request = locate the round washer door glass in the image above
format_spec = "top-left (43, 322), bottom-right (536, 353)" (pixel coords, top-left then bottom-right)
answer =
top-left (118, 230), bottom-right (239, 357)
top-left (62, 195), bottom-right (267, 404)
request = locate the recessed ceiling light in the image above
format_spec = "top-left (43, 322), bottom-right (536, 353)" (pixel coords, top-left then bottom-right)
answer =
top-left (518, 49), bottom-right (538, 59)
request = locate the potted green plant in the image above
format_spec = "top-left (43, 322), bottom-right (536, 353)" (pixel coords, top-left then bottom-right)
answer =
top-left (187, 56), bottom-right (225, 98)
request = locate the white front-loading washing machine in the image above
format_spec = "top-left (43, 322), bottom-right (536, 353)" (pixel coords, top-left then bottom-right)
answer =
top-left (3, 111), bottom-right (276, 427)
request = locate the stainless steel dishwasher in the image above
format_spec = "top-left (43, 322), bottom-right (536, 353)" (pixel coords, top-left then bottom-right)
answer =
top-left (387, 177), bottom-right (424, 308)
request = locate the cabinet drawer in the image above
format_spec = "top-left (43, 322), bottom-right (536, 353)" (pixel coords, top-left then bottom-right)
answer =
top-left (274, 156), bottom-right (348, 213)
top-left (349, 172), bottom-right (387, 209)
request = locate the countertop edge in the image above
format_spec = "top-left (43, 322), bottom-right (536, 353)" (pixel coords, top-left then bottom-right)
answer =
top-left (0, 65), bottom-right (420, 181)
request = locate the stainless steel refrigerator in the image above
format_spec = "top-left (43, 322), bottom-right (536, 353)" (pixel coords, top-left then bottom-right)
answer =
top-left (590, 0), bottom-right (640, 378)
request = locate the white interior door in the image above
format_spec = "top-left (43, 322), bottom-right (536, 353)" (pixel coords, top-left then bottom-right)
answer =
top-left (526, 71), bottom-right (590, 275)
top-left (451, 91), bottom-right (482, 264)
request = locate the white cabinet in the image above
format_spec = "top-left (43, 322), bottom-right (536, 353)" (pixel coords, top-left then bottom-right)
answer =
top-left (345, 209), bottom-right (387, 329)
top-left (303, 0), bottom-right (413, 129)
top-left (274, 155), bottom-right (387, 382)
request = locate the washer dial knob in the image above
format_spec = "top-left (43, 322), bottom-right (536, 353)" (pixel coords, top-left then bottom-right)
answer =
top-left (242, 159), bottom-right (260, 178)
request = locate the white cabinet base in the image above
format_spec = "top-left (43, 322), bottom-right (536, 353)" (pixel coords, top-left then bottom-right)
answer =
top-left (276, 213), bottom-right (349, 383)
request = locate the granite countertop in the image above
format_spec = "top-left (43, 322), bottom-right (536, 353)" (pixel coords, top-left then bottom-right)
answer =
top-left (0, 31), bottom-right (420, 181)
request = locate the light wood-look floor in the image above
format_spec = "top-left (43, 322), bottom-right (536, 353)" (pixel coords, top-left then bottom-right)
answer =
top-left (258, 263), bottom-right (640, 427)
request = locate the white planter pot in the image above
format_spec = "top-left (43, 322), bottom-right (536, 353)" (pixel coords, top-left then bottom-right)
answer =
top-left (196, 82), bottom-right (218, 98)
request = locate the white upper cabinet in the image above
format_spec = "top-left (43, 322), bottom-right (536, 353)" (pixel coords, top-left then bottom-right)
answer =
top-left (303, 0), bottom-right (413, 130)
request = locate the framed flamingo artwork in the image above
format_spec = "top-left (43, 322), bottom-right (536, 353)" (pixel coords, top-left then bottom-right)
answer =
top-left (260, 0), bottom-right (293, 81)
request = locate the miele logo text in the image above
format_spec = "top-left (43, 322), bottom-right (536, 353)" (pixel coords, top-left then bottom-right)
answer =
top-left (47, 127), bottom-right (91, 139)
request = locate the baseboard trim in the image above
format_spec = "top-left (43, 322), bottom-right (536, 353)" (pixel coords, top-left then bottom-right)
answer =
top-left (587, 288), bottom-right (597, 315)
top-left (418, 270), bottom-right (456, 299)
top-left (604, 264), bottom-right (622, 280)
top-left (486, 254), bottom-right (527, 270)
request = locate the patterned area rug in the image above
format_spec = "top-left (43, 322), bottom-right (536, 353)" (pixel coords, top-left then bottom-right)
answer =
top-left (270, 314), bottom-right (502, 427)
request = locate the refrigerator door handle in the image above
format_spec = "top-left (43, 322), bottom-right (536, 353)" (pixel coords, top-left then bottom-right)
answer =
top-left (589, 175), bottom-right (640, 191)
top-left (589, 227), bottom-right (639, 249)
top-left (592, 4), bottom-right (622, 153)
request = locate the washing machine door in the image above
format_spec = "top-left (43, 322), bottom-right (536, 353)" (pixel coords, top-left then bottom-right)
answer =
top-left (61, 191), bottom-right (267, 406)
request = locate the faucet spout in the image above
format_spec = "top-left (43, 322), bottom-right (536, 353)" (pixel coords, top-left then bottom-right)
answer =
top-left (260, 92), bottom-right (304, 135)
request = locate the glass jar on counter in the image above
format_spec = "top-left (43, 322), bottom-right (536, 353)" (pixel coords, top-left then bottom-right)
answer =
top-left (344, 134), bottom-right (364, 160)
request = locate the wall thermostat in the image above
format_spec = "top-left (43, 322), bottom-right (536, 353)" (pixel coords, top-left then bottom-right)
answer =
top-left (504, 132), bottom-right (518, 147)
# # #
- Cosa fare: Per favore, inserisci in un CSV a due colonne, intitolate testo e valore, solo i record compresi tra la riga che contiene "request = locate the glass" e la fine dei record, estremi inclusi. Metti una riga per record, con il testo e la risposta ciascuno in un solo campo tra virgolette e gli a capo sostituiti da spazi.

- La risposta:
testo,valore
"request = locate the glass jar on counter in the image above format_spec = ""top-left (43, 322), bottom-right (536, 353)"" (pixel coords, top-left then bottom-right) answer =","top-left (344, 134), bottom-right (364, 160)"
"request = locate the wall thermostat in the image above format_spec = ""top-left (43, 322), bottom-right (536, 353)"" (pixel coords, top-left then bottom-right) answer =","top-left (504, 132), bottom-right (518, 147)"